→ **Aim of the exercise**: Output every line below without omitting or altering anything.
===== Material for the task =====
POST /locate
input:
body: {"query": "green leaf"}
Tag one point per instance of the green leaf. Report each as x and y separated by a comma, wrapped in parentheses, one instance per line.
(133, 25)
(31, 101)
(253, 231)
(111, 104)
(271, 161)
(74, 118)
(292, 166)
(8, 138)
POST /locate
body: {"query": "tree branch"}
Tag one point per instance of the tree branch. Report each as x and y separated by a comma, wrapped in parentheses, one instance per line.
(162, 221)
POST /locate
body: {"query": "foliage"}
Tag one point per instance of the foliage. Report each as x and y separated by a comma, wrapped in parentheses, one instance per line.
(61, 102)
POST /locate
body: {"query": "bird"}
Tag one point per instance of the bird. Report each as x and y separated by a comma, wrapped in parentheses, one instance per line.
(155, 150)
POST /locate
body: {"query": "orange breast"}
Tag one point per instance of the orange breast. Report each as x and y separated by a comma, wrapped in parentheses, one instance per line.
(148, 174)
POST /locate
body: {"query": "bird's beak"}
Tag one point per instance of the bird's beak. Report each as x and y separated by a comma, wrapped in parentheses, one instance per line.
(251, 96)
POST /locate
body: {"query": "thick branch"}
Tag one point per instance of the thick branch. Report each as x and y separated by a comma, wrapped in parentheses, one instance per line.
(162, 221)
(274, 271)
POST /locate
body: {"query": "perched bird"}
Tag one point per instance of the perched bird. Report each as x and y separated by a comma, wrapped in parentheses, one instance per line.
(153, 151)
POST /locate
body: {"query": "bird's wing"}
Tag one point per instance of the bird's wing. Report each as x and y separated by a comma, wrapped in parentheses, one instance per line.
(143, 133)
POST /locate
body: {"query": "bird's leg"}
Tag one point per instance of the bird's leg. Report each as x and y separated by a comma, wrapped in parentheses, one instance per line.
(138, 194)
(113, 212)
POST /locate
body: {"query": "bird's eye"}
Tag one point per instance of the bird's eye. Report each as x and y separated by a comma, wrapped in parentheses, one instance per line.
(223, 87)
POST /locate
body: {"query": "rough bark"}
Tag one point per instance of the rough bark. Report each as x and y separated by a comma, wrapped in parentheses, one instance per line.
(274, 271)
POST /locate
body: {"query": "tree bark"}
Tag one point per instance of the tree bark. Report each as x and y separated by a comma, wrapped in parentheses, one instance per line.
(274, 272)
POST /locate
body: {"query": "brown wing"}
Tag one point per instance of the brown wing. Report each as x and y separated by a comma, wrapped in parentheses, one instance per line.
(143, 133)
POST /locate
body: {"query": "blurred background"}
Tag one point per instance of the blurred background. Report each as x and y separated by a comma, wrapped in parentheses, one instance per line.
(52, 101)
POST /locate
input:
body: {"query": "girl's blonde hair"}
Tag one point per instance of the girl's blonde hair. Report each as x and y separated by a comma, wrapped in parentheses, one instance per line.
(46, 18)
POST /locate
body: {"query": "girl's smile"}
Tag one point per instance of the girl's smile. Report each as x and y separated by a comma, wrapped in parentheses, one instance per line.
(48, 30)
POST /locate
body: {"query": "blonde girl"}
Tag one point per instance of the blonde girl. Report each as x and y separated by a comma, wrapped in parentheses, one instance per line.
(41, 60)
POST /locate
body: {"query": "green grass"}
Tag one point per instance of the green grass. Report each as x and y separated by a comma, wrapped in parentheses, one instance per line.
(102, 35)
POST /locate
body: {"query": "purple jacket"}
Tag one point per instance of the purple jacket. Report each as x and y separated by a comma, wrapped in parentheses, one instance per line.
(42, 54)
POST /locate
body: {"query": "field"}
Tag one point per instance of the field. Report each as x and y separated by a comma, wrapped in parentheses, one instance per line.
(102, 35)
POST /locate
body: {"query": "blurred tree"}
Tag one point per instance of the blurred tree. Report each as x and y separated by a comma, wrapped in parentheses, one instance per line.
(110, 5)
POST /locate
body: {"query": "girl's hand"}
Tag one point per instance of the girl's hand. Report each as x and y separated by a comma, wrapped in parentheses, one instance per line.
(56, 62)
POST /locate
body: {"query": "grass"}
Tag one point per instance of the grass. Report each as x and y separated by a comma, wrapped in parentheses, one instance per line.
=====
→ **Solution for this problem**:
POST /locate
input:
body: {"query": "green leaf"}
Tag one point per instance of the green leaf. Report each as x and y separated by a comma, wrapped in parentheses, one instance per line.
(133, 25)
(31, 101)
(253, 231)
(111, 104)
(271, 161)
(74, 118)
(292, 166)
(8, 138)
POST /locate
body: {"query": "tree branch"}
Tag one point per instance of the tree branch. Report each as x and y separated by a comma, wrapped in parentheses, one instance per line.
(162, 221)
POST /locate
body: {"query": "foliage"}
Tag one point per instance of the foliage. Report each as x and y separated by a comma, wrapped in parentheses, one instance per line.
(61, 102)
POST /locate
body: {"query": "bird"}
Tag one point per instance of the bird. Report each as x and y separated by a comma, wrapped in parentheses, one instance per line.
(155, 150)
POST /locate
body: {"query": "orange breast"}
Tag one point per instance of the orange breast. Report each as x and y separated by a comma, wrapped in parentheses, one instance per line.
(148, 174)
POST /locate
body: {"query": "bird's beak"}
Tag one point per instance of the bird's beak. Report each as x and y separated by a comma, wrapped in parentheses, one instance per line.
(251, 96)
POST /locate
body: {"query": "thick branch"}
Tag one point per instance of the thick branch. Report each as x and y separated by a comma, wrapped in parentheses, one instance per line.
(162, 221)
(274, 271)
POST /locate
body: {"query": "perched bird"}
Tag one point per instance of the perched bird. Report each as x and y separated by a comma, wrapped in parentheses, one instance per line.
(153, 151)
POST /locate
body: {"query": "bird's wing"}
Tag one point per instance of the bird's wing. Report each as x and y separated by a comma, wrapped in parentheses, one instance per line.
(143, 133)
POST /locate
body: {"query": "bird's leg"}
Tag one point per instance of the bird's leg. Report each as x and y separated by a comma, wrapped in parentheses, one instance per line.
(138, 194)
(113, 212)
POST /locate
body: {"query": "bird's eye"}
Tag one point per instance of the bird's eye. Report each as x and y separated by a comma, wrapped in parentheses, one instance per line.
(223, 87)
POST /locate
body: {"query": "rough bark"}
Tag one point per instance of the rough bark. Report each as x and y separated by a comma, wrapped in parentheses, one instance per line.
(274, 271)
POST /locate
body: {"query": "tree bark"}
Tag one point per instance of the tree bark. Report each as x and y separated by a comma, wrapped in parentheses, one instance per line.
(274, 272)
POST /locate
body: {"query": "brown wing"}
Tag one point per instance of the brown wing. Report each as x and y separated by a comma, wrapped in parentheses, one instance per line.
(143, 133)
POST /locate
body: {"query": "blurred background"}
Tag one point per instance of the blurred background. Report each as x and y separated by a comma, wrapped in parentheses, one instance per line.
(52, 101)
POST /locate
input:
body: {"query": "girl's blonde hair"}
Tag one point per instance of the girl's blonde hair. Report each as x and y separated by a comma, wrapped in parentheses, one instance per line.
(46, 18)
POST /locate
body: {"query": "girl's smile"}
Tag one point per instance of the girl's smile. Report each as x and y separated by a comma, wrapped in parentheses, one instance per line.
(48, 30)
POST /locate
body: {"query": "blonde girl"}
Tag one point per instance of the blonde girl. Report each as x and y separated by a comma, wrapped in parentheses, one instance per line.
(41, 60)
POST /locate
body: {"query": "green grass"}
Tag one point per instance of the green grass. Report each as x and y separated by a comma, wrapped in parentheses, one instance per line.
(102, 35)
POST /locate
body: {"query": "purple jacket"}
Tag one point per instance of the purple jacket. Report each as x and y separated by a comma, wrapped in parentheses, one instance per line.
(42, 54)
POST /locate
body: {"query": "field"}
Tag one point per instance of the field. Report each as x and y separated by a comma, wrapped in parentheses, one instance per line.
(102, 35)
POST /locate
body: {"query": "blurred tree"}
Tag one point per instance of the blurred tree. Report each as x and y separated by a comma, wrapped in parentheses, one instance per line.
(110, 5)
POST /locate
body: {"query": "girl's hand"}
Tag one point per instance of the girl's hand. Report each as x and y separated by a comma, wrapped in parentheses, one instance per line.
(56, 62)
POST /locate
body: {"query": "grass"}
Tag one point per instance of the grass. Report each as x and y separated by a comma, wrapped in parentheses, one instance per line.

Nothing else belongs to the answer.